Problem description: Output each of the following rows verbatim, character for character, with no additions or omissions.

┄┄┄┄┄┄

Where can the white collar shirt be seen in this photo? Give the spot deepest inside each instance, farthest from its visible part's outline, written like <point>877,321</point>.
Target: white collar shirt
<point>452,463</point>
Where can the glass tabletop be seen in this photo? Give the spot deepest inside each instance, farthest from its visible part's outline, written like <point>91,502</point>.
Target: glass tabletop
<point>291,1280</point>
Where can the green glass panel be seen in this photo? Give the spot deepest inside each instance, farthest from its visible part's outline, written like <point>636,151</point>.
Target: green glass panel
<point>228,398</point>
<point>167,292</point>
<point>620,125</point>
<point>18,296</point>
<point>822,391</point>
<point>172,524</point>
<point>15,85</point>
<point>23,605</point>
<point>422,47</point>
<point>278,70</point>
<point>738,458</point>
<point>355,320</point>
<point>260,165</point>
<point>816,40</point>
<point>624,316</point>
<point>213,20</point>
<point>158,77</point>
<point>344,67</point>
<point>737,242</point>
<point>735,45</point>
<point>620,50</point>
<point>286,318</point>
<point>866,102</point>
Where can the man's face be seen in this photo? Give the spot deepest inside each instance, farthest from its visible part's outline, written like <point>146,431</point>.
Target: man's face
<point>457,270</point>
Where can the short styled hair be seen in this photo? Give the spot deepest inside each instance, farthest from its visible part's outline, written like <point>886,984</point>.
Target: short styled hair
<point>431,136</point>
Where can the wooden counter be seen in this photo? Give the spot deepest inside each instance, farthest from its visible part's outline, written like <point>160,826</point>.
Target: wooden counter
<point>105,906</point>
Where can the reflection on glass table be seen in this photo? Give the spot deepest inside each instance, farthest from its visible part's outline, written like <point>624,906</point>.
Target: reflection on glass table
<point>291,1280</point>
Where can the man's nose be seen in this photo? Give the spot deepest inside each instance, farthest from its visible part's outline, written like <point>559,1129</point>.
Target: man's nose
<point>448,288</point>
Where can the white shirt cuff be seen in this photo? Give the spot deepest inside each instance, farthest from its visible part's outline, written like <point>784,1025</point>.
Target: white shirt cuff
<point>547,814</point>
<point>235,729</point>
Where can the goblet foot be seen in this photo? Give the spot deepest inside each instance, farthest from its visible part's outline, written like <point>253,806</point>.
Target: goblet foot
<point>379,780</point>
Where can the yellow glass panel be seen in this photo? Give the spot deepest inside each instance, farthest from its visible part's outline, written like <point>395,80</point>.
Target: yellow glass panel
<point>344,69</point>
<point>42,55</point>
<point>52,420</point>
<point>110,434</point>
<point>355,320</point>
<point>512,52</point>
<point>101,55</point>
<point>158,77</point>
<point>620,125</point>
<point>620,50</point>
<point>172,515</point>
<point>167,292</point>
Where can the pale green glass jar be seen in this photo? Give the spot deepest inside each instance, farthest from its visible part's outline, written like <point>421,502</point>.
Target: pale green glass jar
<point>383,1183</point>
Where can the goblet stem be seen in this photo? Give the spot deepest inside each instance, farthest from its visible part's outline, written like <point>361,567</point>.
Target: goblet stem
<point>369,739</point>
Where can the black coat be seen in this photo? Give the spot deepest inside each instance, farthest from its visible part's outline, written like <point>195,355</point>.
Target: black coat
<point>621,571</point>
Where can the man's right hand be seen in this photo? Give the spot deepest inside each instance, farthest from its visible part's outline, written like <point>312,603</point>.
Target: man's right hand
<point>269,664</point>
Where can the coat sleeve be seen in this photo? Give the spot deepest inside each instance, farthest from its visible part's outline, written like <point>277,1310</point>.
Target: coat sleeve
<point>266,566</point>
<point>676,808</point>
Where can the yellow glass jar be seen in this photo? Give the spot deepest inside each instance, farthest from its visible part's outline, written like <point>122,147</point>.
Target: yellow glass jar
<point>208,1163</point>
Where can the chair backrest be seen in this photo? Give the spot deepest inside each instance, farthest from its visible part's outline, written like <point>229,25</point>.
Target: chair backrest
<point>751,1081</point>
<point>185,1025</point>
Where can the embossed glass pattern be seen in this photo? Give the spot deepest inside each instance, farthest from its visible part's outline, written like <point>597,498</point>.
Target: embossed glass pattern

┄┄┄┄┄┄

Answer for this exercise:
Where can the white collar shirt be seen in this photo? Give the spot deepest inside each instance, farthest from its visible part's outline, written like <point>877,321</point>.
Target: white collar shirt
<point>452,463</point>
Where can the glass tabletop be seen in this photo? Give the spot deepest inside each instance, farthest from its visible part's outline, written like <point>91,502</point>.
Target: glass tabletop
<point>291,1280</point>
Where can the green glass panel be seen in this photo? Give the spot deepest inside each instance, farthest from its visible part's outline, written like <point>636,151</point>.
Target: green glass panel
<point>228,398</point>
<point>167,292</point>
<point>620,125</point>
<point>18,296</point>
<point>822,391</point>
<point>172,524</point>
<point>15,85</point>
<point>23,605</point>
<point>422,47</point>
<point>278,70</point>
<point>738,458</point>
<point>355,320</point>
<point>260,165</point>
<point>816,40</point>
<point>624,316</point>
<point>213,20</point>
<point>158,77</point>
<point>344,67</point>
<point>737,242</point>
<point>735,45</point>
<point>620,50</point>
<point>286,318</point>
<point>866,102</point>
Where can the man's face be seen in this photo? Give the spot deepest inside each instance, farthest from its visible part's outline, written like <point>146,431</point>.
Target: man's face
<point>457,270</point>
Where can the short styled hair be seen in this photo? Give the spot deepest inside each instance, farthest from its visible part's outline, written like <point>886,984</point>.
Target: short styled hair
<point>431,136</point>
Where can the wooden counter be seen in this photo? Give the spot deepest inside each instance, farthest from its visible part's outline, written like <point>160,826</point>.
Target: wooden counter
<point>105,906</point>
Where can the reflection on glass table be seen in this photo? Give the spot deepest inside each instance, farthest from its visible part's outline, written like <point>624,906</point>.
Target: reflection on glass table
<point>291,1280</point>
Where can the man's nose be seen in this photo? Give the spot deepest inside each instance, farthest from its visible part's outline, written like <point>559,1129</point>.
Target: man's nose
<point>448,288</point>
Where can the white shirt cuff be seen in this photo? Give the spot deepest inside each instance, farthest from its visible part's outline, written like <point>784,1025</point>.
Target: white shirt cuff
<point>547,814</point>
<point>235,729</point>
Where can the goblet foot be seen in this photo? Give the spot deepest inside each instance, farthest from its visible part's outline, written like <point>253,806</point>.
Target: goblet foot
<point>379,780</point>
Where can the yellow glass panel be seen in this photo? Give the spot deepest inside each instance, farthest from its visible part's outline, written like <point>395,80</point>.
Target: yellow glass panel
<point>344,69</point>
<point>42,55</point>
<point>52,420</point>
<point>110,434</point>
<point>355,320</point>
<point>512,52</point>
<point>101,55</point>
<point>158,77</point>
<point>620,125</point>
<point>620,50</point>
<point>172,515</point>
<point>167,292</point>
Where can the pale green glass jar be seen in this photo? Give the spot deepest inside each instance, farthest from its visible part's outline, written like <point>421,502</point>.
Target: pale green glass jar
<point>383,1183</point>
Where can the goblet stem be seen in this photo? Give the spot deepest inside each instance, farthest from its visible part's outline, written like <point>361,567</point>.
Target: goblet stem
<point>369,739</point>
Where can the black coat be seen in this photo? Give the spot deepest inside each instance, farthest from its visible part's outline, written like <point>195,355</point>.
Target: black coat
<point>621,571</point>
Where can the man's right hand be seen in this photo? Give the spot deepest inside each instance, farthest from its visible part's outline, written like <point>312,603</point>.
Target: man's right hand
<point>269,664</point>
Where can the coat sleeve be seen in this photo? Give the spot deepest inside each instance, farthest from its visible part's outline, written like <point>277,1310</point>.
Target: coat sleeve
<point>266,566</point>
<point>676,808</point>
Where can the yellow glass jar be seen in this photo? Give the spot deepest inside each instance, farthest from its visible part's outline, written like <point>122,147</point>.
Target: yellow glass jar
<point>208,1163</point>
Where can the chair backrest be seen in this photo? Give the spot deepest inside each instance, farthest from its visible part's outline, written like <point>229,25</point>.
Target: chair backrest
<point>751,1081</point>
<point>185,1025</point>
Where can the embossed glass pattern be seen in this photo? Give the spot deepest inside each instance, farthest from its visible part's outline, written like <point>597,498</point>.
Target: embossed glass pattern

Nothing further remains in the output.